Collected data:
☆ ☆ ☆ ☆ ☆
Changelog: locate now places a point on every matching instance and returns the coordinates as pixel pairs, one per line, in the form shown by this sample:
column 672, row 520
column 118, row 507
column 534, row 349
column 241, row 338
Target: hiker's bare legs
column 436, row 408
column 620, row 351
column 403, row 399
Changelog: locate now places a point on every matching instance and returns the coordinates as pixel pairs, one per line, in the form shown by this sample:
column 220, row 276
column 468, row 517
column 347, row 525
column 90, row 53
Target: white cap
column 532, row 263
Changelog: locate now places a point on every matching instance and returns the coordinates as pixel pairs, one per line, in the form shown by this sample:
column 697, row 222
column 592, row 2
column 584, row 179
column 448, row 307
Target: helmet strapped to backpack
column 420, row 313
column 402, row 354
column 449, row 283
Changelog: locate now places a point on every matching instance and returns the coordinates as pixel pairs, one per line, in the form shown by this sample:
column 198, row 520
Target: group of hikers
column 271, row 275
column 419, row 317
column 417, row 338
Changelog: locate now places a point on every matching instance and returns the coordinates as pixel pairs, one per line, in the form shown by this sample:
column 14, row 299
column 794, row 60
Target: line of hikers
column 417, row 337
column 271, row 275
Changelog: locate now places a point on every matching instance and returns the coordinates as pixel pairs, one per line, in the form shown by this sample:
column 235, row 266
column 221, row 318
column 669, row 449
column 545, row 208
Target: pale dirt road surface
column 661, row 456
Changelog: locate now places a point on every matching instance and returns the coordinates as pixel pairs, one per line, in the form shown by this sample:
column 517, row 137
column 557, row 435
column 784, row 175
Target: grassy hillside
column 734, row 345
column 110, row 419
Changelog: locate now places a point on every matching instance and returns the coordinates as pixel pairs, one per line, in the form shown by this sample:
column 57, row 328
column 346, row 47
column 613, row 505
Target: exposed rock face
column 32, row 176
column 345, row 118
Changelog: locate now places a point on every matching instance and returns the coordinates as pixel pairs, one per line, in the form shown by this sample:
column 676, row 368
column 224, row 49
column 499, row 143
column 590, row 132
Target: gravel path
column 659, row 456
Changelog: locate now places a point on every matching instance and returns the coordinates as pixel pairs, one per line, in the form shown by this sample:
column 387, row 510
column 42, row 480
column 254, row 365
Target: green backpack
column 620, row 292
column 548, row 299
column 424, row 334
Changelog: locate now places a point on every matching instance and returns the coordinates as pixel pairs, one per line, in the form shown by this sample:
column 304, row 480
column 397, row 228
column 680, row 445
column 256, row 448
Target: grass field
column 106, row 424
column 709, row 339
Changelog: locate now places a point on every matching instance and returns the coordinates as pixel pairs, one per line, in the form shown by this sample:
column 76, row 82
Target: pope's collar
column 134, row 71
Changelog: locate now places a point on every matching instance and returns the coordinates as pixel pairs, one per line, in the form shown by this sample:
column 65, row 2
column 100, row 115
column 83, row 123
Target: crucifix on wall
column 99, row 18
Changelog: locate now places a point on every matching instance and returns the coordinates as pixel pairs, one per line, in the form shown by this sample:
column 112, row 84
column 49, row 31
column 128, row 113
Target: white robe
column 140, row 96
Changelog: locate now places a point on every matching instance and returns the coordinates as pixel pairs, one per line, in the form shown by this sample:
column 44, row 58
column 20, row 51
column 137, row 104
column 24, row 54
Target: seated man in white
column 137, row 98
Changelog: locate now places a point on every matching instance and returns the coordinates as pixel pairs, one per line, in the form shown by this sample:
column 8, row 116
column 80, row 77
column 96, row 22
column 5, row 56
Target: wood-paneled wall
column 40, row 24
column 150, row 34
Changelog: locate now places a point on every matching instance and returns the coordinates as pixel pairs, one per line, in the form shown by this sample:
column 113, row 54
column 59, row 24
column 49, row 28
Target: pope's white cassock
☆ ☆ ☆ ☆ ☆
**Objective**
Write the material out exactly, with nothing left out.

**Problem solution**
Changelog: locate now places a point on every matching instance and returns the coordinates as pixel pairs, one per line, in the form shown by this sample:
column 672, row 520
column 118, row 507
column 534, row 349
column 241, row 338
Target: hiker's bare legs
column 436, row 408
column 620, row 351
column 403, row 399
Changelog: locate now places a point on every matching instance and returns the coordinates as pixel pairs, one per line, in the form shown by this sample:
column 220, row 276
column 468, row 517
column 347, row 525
column 90, row 53
Target: white cap
column 532, row 263
Changelog: locate now places a point on every matching instance and returns the coordinates as pixel pairs, one per line, in the form shown by this sample:
column 697, row 222
column 592, row 2
column 584, row 179
column 448, row 307
Target: helmet strapped to backpack
column 420, row 313
column 402, row 354
column 449, row 283
Changelog: locate now places a point on every matching instance and returns the coordinates as pixel pairs, one per line, in the form shown by this sample:
column 198, row 520
Target: group of hikers
column 271, row 275
column 419, row 317
column 417, row 338
Changelog: locate now places a point on every matching instance and returns the coordinates as pixel pairs, one per line, in the form shown by this sample:
column 14, row 299
column 794, row 60
Target: line of hikers
column 417, row 337
column 271, row 275
Changelog: locate now places a point on every matching instance and returns the coordinates as pixel pairs, one per line, in the form shown by this sample:
column 235, row 266
column 221, row 318
column 669, row 449
column 545, row 208
Target: pale dirt road surface
column 661, row 456
Changelog: locate now places a point on every matching instance and returns the coordinates as pixel pairs, one per line, in the form shown by this sample:
column 517, row 137
column 557, row 435
column 784, row 175
Target: grassy hillside
column 734, row 345
column 110, row 419
Changelog: locate now places a point on every matching instance and returns the coordinates as pixel pairs, one per line, in the form shown by this sample:
column 57, row 328
column 346, row 47
column 613, row 505
Target: exposed rock face
column 32, row 176
column 345, row 118
Changelog: locate now places a point on every matching instance and returns the coordinates as pixel pairs, one per line, in the form shown by this sample:
column 676, row 368
column 224, row 49
column 499, row 143
column 590, row 132
Target: gravel path
column 659, row 456
Changelog: locate now places a point on every matching instance and returns the coordinates as pixel pairs, one per line, in the form shown by this sample:
column 387, row 510
column 42, row 480
column 254, row 365
Target: green backpack
column 620, row 292
column 548, row 299
column 424, row 334
Changelog: locate now places a point on every matching instance and returns the coordinates as pixel pairs, one per line, in the form shown by this sample:
column 304, row 480
column 397, row 228
column 680, row 445
column 256, row 448
Target: grass field
column 106, row 424
column 709, row 339
Changelog: locate now places a point on every matching instance and returns the coordinates as pixel pairs, one per line, in the form shown by this sample:
column 76, row 82
Target: pope's collar
column 134, row 71
Changelog: locate now places a point on every matching instance and returns the coordinates as pixel pairs, one per line, in the form shown by this sample:
column 65, row 2
column 100, row 115
column 83, row 123
Target: crucifix on wall
column 99, row 18
Changelog: locate now places a point on every matching instance and returns the coordinates as pixel pairs, one per line, in the form shown by this sample:
column 112, row 84
column 49, row 31
column 128, row 113
Target: white robe
column 140, row 96
Changelog: locate now places a point on every matching instance and returns the coordinates as pixel pairs, one per line, in the form shown by this sample:
column 44, row 58
column 20, row 51
column 137, row 104
column 24, row 54
Target: seated man in white
column 137, row 98
Changelog: locate now places a point on every matching instance and returns the coordinates as pixel pairs, one per line, in the form shown by this sample:
column 8, row 116
column 80, row 77
column 96, row 22
column 5, row 56
Target: wood-paneled wall
column 40, row 24
column 150, row 34
Changelog: locate now places a point on every matching instance and returns the coordinates as pixel pairs, one per line, in the form shown by this sample:
column 113, row 54
column 59, row 24
column 49, row 28
Target: pope's white cassock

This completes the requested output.